**REQUIRED WORK**
Below are the records. Transcribe them exactly.

Content starts

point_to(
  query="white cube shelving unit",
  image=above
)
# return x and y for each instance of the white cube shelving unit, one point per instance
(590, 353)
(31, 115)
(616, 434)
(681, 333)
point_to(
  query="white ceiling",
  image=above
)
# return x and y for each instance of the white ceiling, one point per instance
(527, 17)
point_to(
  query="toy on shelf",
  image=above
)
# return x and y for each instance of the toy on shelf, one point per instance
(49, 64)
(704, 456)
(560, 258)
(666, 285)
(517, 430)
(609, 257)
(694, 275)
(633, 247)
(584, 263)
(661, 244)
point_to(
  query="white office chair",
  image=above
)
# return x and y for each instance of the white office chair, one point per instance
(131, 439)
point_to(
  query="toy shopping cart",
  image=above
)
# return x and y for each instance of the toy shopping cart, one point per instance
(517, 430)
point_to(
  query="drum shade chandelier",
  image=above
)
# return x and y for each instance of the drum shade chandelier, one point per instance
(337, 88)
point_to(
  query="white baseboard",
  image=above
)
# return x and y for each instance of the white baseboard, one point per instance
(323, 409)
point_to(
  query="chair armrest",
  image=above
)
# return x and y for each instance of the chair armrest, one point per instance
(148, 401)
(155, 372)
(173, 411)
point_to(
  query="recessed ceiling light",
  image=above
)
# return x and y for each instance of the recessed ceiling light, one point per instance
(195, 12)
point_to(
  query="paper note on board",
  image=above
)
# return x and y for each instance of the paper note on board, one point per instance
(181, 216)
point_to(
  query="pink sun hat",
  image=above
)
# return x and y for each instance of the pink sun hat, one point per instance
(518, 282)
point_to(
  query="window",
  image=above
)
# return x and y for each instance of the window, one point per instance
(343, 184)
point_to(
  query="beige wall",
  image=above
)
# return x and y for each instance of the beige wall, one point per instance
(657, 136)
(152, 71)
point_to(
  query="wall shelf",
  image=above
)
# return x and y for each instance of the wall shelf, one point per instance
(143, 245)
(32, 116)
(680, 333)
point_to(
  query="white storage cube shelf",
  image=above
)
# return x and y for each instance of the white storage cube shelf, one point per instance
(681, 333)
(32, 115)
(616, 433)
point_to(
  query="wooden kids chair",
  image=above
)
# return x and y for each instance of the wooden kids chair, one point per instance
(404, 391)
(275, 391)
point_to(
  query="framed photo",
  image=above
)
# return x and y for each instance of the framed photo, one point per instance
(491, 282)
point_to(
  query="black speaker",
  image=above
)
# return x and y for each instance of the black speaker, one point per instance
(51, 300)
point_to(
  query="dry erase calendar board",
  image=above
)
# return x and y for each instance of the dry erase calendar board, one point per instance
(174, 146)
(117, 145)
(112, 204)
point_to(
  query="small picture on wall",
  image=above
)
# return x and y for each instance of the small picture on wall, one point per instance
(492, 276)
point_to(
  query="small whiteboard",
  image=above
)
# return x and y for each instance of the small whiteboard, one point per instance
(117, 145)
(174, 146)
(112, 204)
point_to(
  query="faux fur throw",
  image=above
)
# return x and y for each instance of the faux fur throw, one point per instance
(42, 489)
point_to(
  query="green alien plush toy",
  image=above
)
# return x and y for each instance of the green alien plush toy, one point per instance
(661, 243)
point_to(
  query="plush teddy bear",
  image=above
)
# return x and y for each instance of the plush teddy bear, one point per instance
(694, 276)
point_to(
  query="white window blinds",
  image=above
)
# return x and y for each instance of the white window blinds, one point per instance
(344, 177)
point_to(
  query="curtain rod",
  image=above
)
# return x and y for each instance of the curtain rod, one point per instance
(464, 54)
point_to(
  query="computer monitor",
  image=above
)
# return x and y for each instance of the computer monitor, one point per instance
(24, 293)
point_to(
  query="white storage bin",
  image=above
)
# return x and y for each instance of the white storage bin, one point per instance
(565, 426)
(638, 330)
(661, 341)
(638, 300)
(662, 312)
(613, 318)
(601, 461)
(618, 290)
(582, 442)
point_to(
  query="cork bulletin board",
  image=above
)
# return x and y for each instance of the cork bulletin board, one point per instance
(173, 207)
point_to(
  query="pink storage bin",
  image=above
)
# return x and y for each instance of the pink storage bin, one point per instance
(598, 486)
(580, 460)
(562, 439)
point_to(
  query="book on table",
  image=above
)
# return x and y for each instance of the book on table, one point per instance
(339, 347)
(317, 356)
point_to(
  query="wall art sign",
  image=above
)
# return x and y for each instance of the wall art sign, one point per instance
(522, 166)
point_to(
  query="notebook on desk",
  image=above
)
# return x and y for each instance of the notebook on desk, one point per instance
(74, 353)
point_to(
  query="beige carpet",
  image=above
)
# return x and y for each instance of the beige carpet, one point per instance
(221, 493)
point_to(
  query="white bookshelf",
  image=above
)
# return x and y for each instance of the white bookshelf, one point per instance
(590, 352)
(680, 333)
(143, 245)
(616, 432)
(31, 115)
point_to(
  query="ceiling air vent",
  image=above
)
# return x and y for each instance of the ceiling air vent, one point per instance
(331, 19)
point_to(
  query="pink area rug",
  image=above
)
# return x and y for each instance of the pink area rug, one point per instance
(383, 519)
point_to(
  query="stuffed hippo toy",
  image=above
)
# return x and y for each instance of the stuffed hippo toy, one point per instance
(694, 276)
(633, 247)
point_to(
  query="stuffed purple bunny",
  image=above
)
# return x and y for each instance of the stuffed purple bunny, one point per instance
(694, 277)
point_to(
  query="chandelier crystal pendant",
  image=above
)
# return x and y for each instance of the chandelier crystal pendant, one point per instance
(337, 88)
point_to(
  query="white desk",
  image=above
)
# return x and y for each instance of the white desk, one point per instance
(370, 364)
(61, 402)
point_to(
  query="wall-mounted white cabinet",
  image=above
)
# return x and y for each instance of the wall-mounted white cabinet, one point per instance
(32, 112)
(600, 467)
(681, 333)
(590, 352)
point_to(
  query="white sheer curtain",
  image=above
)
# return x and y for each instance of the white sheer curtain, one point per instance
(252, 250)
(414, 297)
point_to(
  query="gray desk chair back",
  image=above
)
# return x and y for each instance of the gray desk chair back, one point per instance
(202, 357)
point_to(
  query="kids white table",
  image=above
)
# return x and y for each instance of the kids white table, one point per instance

Content ends

**ANSWER TO THIS PROBLEM**
point_to(
  query="white cube shelving unit",
  image=above
)
# return x and y for each instance of the white cube shelving unit, one point per instance
(590, 353)
(31, 115)
(616, 434)
(681, 333)
point_to(
  query="white ceiling",
  image=above
)
# return x and y for each instance of the white ceiling, one point per instance
(527, 17)
point_to(
  query="toy on shelf",
  image=above
)
# return x and y for each instance of the toy on shelf, one point per instance
(49, 64)
(704, 456)
(560, 258)
(666, 285)
(517, 430)
(609, 257)
(694, 275)
(633, 247)
(584, 263)
(661, 244)
point_to(
  query="white office chair",
  image=above
)
# return x and y for each instance of the white office chair, one point per instance
(131, 439)
point_to(
  query="toy shopping cart",
  image=above
)
# return x and y for each instance of the toy shopping cart, one point per instance
(517, 430)
point_to(
  query="drum shade chandelier",
  image=above
)
# return x and y for each instance of the drum shade chandelier, one point per instance
(337, 88)
point_to(
  query="white baseboard",
  image=above
)
# return x and y for each instance of the white baseboard, one point per instance
(323, 409)
point_to(
  query="chair armrest",
  image=above
)
# return x and y for each instance of the chair armrest, one point per instance
(148, 401)
(155, 372)
(173, 411)
point_to(
  query="recessed ceiling light",
  image=above
)
# return x and y for each instance of the recessed ceiling light, one point per instance
(195, 12)
point_to(
  query="paper note on board",
  image=above
)
# return x and y for each instance of the paper note on board, one point per instance
(181, 216)
point_to(
  query="pink sun hat",
  image=above
)
# return x and y for each instance of the pink sun hat, one point per instance
(518, 282)
point_to(
  query="window",
  image=above
)
# return x and y for each instance of the window, one point per instance
(343, 184)
point_to(
  query="beige wall",
  image=above
)
# return x and y for each instance of the beige wall, one point per instance
(657, 136)
(152, 71)
point_to(
  query="wall shelf",
  image=above
)
# return x and y for each instance of the wall shelf, one point per instance
(143, 245)
(32, 116)
(680, 333)
point_to(
  query="white storage cube shelf",
  image=above
)
# return x and y for each instance of the white storage cube shelf, one point per instance
(681, 333)
(32, 115)
(616, 433)
point_to(
  query="wooden kids chair",
  image=above
)
# return x and y for each instance of the wooden kids chair, one point per instance
(404, 391)
(275, 391)
point_to(
  query="framed photo",
  image=above
)
# return x and y for each instance of the framed photo, one point per instance
(491, 282)
point_to(
  query="black speaker",
  image=above
)
# return x and y for each instance of the black speaker, one point per instance
(51, 300)
point_to(
  query="dry erase calendar board",
  image=above
)
# return x and y for each instance of the dry erase calendar board, one point per instance
(174, 146)
(117, 145)
(112, 204)
point_to(
  query="small picture on wall",
  image=above
)
# return x and y for each instance of the small picture on wall, one point per instance
(492, 276)
point_to(
  query="small whiteboard",
  image=above
)
# return x and y for each instance of the small whiteboard, one point per instance
(117, 145)
(174, 146)
(112, 204)
point_to(
  query="faux fur throw",
  image=above
)
# return x and y for each instance of the faux fur throw, one point per instance
(42, 489)
point_to(
  query="green alien plush toy",
  image=above
)
# return x and y for each instance of the green alien plush toy, one point per instance
(661, 243)
point_to(
  query="plush teddy bear",
  image=above
)
# return x and y for each instance of the plush teddy bear, one point per instance
(694, 276)
point_to(
  query="white window blinds",
  image=above
)
# return x and y for each instance of the white window blinds, one point per instance
(344, 177)
point_to(
  query="curtain rod",
  image=above
)
# return x and y for each instance of the curtain rod, one point per instance
(464, 54)
point_to(
  query="computer monitor",
  image=above
)
# return x and y for each instance of the computer monitor, one point per instance
(24, 293)
point_to(
  query="white storage bin",
  image=above
)
# return x and y for each instance of the white storage bin, one point per instance
(565, 426)
(638, 330)
(661, 341)
(638, 300)
(662, 312)
(613, 318)
(601, 461)
(618, 290)
(582, 442)
point_to(
  query="cork bulletin board",
  image=above
)
# return x and y for each instance of the cork bulletin board, one point per instance
(173, 207)
point_to(
  query="pink storage bin",
  image=above
)
# return x and y for each instance of the pink storage bin, one point per instance
(598, 486)
(580, 460)
(562, 439)
point_to(
  query="book on table",
  image=above
)
# return x and y for each instance of the book on table, one point per instance
(339, 347)
(317, 356)
point_to(
  query="wall art sign",
  image=above
)
# return x and y for each instance of the wall art sign, one point per instance
(522, 166)
point_to(
  query="notebook on desk",
  image=above
)
# return x and y for each instance of the notebook on desk, one point per instance
(74, 353)
point_to(
  query="beige carpet",
  image=above
)
# return x and y for each instance of the beige carpet, one point per instance
(221, 493)
point_to(
  query="white bookshelf",
  image=above
)
# return x and y for each instance of the white bookshelf, one point per instance
(590, 352)
(680, 333)
(143, 245)
(616, 432)
(31, 115)
point_to(
  query="ceiling air vent",
  image=above
)
# return x and y for each instance of the ceiling air vent, one point per instance
(331, 19)
point_to(
  query="pink area rug",
  image=above
)
# return x and y for each instance of the pink area rug, one point per instance
(383, 519)
point_to(
  query="stuffed hippo toy",
  image=above
)
# return x and y for each instance of the stuffed hippo toy, one point per instance
(694, 276)
(633, 247)
point_to(
  query="stuffed purple bunny",
  image=above
)
# return x and y for each instance of the stuffed purple bunny, one point per instance
(694, 277)
point_to(
  query="chandelier crystal pendant",
  image=above
)
# return x and y for each instance of the chandelier crystal pendant, one point per instance
(337, 88)
point_to(
  query="white desk",
  image=above
)
# return x and y for each instance of the white desk, one point per instance
(370, 364)
(61, 402)
point_to(
  query="wall-mounted white cabinet",
  image=above
)
# return x and y for each instance of the wall-mounted white cabinet, one point per instance
(32, 112)
(600, 467)
(681, 333)
(590, 352)
point_to(
  query="white sheer curtain",
  image=above
)
# return x and y for each instance of the white sheer curtain, one point per instance
(252, 250)
(414, 297)
point_to(
  query="gray desk chair back",
  image=above
)
# return x and y for each instance of the gray desk chair back, one point per instance
(202, 357)
point_to(
  query="kids white table",
  image=above
)
# return x and y for each instance of the kids white table, one point per instance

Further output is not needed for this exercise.